No hay un Plan de Ordenamiento Territorial para el crecimiento urbano sobre rocas, ni una microzonificación sísmica que le muestre a la gente dónde es sísmicamente más conveniente construir o comprar una vivienda o un apartamento.
Recordemos que todas las edificaciones colapsadas en Puerto Príncipe, Haití, el 12 de enero de 2010, estaban construidas sobre suelos flexibles, y que todas las edificaciones construidas sobre las rocas calizas rígidas de Haití se mantuvieron de pie. Los daños en Haití no fueron causados por la mala calidad de las construcciones, sino por la mala calidad de los suelos.
En la República Dominicana no hay ninguna autoridad nacional ni municipal que impida que en Santiago, en La Vega, en Bonao, en San Francisco de Macorís, etc, se construyan torres altas sobre suelos arcillosos flexibles, las cuales representan un temerario desafío a las fuerzas telúricas que cada 60 a 70 años hacen estragos en la franja norte de nuestra isla Hispaniola.

▸ **CONSIGNA**
Traduce al inglés esta oración del texto extraído: «Los daños en Haití no fueron causados por la mala calidad de las construcciones, sino por la mala calidad de los suelos».

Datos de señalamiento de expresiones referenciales
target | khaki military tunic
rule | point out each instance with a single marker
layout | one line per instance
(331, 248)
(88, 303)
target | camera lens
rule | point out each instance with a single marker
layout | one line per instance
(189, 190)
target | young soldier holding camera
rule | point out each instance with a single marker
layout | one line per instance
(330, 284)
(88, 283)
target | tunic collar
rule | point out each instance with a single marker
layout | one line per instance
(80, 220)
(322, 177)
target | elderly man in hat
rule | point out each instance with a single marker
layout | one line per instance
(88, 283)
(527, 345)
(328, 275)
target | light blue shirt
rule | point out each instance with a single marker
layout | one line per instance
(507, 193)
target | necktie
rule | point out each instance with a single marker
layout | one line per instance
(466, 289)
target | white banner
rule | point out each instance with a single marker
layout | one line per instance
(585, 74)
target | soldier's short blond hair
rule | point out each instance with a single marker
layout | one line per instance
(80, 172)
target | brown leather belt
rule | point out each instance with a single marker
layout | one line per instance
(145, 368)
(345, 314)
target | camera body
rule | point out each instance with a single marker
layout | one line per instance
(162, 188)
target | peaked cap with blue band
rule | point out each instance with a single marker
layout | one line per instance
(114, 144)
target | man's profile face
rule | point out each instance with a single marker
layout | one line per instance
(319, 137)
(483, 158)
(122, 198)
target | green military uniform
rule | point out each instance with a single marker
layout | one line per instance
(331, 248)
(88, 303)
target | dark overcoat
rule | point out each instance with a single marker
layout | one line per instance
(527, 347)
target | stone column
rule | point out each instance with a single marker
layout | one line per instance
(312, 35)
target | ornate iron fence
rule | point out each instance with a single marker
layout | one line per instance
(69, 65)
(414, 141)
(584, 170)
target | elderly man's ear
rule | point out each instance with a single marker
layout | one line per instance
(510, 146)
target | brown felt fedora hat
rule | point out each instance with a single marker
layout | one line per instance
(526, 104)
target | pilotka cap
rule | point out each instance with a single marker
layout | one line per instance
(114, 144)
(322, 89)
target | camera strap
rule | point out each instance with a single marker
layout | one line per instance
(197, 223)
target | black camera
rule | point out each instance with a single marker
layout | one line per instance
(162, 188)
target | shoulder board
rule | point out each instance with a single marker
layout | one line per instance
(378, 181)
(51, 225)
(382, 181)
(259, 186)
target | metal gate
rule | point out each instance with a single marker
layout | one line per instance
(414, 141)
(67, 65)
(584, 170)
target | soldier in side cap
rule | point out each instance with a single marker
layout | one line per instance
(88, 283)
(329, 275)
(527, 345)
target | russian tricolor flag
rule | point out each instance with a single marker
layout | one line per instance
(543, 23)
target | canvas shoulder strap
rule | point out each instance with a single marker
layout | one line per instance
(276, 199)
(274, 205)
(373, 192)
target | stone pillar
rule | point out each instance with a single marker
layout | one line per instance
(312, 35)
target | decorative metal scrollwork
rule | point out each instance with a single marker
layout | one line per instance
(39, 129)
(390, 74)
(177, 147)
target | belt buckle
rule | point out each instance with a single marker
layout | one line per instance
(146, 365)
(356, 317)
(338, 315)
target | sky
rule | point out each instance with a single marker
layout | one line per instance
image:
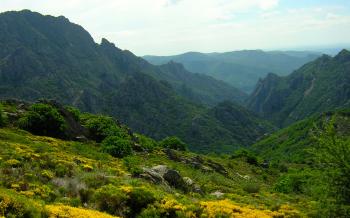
(167, 27)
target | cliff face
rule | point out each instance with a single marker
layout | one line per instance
(318, 86)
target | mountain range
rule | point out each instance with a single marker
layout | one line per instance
(50, 57)
(321, 85)
(242, 69)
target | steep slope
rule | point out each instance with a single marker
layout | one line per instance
(226, 127)
(293, 143)
(50, 177)
(242, 69)
(318, 86)
(49, 57)
(199, 87)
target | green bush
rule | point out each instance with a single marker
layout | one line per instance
(117, 147)
(173, 142)
(2, 117)
(140, 198)
(132, 164)
(12, 205)
(111, 199)
(146, 142)
(100, 127)
(249, 156)
(43, 119)
(117, 201)
(74, 111)
(252, 188)
(290, 183)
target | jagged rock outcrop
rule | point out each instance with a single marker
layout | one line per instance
(161, 174)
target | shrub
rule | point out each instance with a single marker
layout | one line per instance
(173, 142)
(146, 142)
(100, 127)
(111, 199)
(12, 205)
(140, 198)
(74, 111)
(67, 211)
(251, 188)
(249, 156)
(117, 147)
(290, 183)
(43, 119)
(2, 117)
(132, 164)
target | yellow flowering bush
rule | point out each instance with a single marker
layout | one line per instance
(87, 168)
(62, 211)
(225, 208)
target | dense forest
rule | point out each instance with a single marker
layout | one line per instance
(90, 130)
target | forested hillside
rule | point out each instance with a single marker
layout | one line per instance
(242, 69)
(49, 57)
(318, 86)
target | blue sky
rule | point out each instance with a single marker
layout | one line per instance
(164, 27)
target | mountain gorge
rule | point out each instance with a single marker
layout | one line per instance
(242, 69)
(316, 87)
(89, 130)
(49, 57)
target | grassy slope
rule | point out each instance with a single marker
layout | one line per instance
(292, 143)
(38, 175)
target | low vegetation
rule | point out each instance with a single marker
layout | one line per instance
(107, 175)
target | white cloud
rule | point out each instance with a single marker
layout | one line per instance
(174, 26)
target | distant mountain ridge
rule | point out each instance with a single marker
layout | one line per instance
(242, 69)
(49, 57)
(318, 86)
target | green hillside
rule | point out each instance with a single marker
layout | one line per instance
(316, 87)
(295, 142)
(50, 57)
(242, 69)
(51, 177)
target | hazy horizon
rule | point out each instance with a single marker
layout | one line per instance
(171, 27)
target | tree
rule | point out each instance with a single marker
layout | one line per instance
(43, 119)
(117, 147)
(2, 117)
(100, 127)
(332, 153)
(173, 142)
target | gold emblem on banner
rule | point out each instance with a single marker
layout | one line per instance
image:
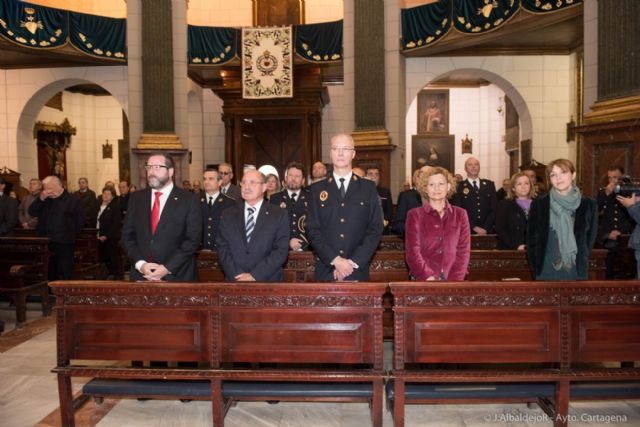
(31, 24)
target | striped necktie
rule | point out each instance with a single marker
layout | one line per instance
(251, 223)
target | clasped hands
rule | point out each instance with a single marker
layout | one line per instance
(343, 268)
(153, 272)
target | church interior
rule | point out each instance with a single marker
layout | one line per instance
(88, 89)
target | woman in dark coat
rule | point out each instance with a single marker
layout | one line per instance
(562, 228)
(513, 211)
(109, 225)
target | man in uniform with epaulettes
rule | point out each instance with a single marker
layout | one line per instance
(295, 198)
(213, 203)
(478, 197)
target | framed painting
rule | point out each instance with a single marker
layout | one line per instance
(433, 111)
(433, 151)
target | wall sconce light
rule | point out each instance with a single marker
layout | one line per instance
(571, 130)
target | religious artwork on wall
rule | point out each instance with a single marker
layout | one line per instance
(467, 145)
(433, 151)
(433, 111)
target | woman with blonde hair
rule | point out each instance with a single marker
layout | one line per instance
(562, 227)
(512, 213)
(438, 237)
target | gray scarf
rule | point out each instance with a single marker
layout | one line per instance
(561, 220)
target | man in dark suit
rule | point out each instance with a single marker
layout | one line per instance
(253, 237)
(163, 226)
(294, 198)
(373, 173)
(89, 202)
(615, 220)
(8, 211)
(345, 221)
(60, 218)
(227, 187)
(213, 203)
(478, 197)
(407, 200)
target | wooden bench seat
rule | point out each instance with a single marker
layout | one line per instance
(545, 340)
(319, 342)
(24, 263)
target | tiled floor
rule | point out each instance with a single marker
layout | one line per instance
(29, 396)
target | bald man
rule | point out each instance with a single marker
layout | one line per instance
(60, 218)
(478, 197)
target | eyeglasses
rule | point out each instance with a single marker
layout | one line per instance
(155, 167)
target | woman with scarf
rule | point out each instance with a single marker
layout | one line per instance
(512, 213)
(562, 227)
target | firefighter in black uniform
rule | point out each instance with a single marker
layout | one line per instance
(294, 198)
(615, 220)
(478, 197)
(213, 203)
(344, 222)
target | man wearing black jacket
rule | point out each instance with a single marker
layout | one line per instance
(60, 218)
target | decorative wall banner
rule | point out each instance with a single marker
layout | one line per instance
(426, 24)
(267, 63)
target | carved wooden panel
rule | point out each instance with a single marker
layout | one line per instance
(283, 335)
(476, 336)
(178, 335)
(599, 333)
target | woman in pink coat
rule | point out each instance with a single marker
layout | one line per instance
(438, 238)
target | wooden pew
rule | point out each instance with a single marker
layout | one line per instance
(523, 341)
(24, 262)
(227, 329)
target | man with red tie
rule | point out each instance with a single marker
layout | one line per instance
(163, 226)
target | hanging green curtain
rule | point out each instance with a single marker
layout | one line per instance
(477, 16)
(319, 42)
(212, 45)
(544, 6)
(423, 25)
(32, 25)
(99, 36)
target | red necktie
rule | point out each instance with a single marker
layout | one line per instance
(155, 212)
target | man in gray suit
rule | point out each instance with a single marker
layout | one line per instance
(163, 227)
(253, 237)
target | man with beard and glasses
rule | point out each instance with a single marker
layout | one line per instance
(295, 199)
(163, 227)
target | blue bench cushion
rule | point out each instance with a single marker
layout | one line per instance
(473, 391)
(230, 389)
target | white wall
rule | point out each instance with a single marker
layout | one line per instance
(540, 87)
(97, 119)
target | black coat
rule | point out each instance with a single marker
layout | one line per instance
(8, 215)
(177, 237)
(480, 204)
(407, 200)
(511, 224)
(585, 230)
(297, 213)
(265, 254)
(211, 218)
(60, 219)
(350, 228)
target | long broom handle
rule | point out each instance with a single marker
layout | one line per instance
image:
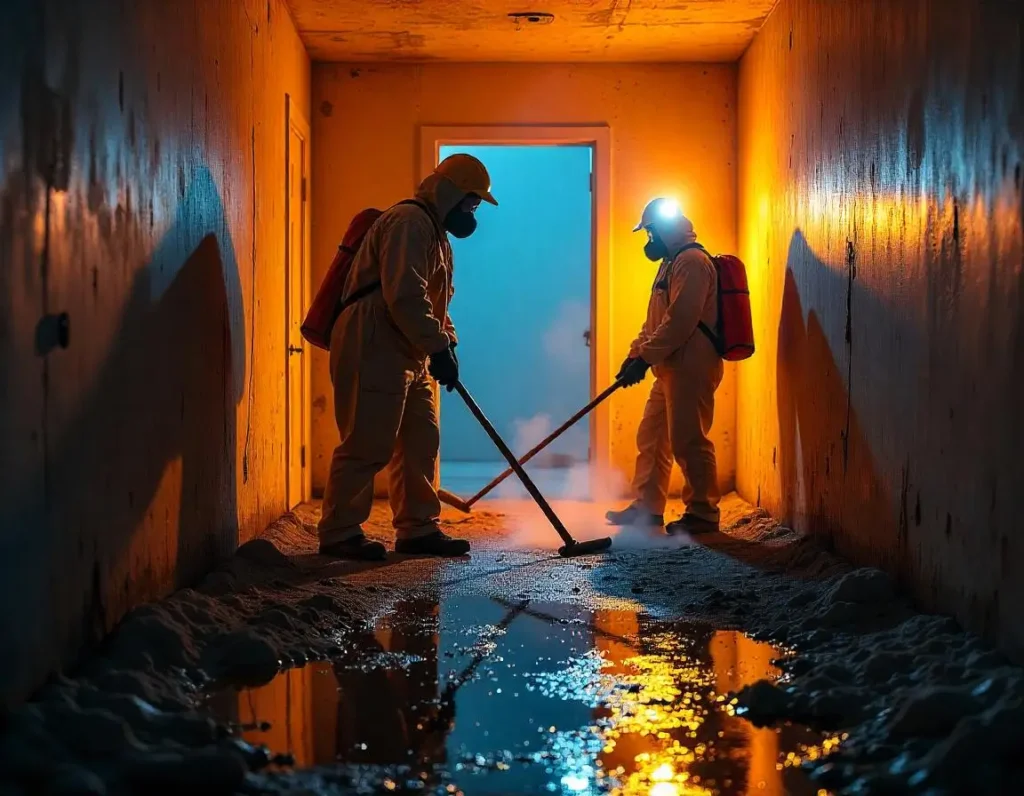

▸ **SOLUCIÓN**
The damage in Haiti was not caused by the poor quality of the buildings, but by the poor quality of the soils.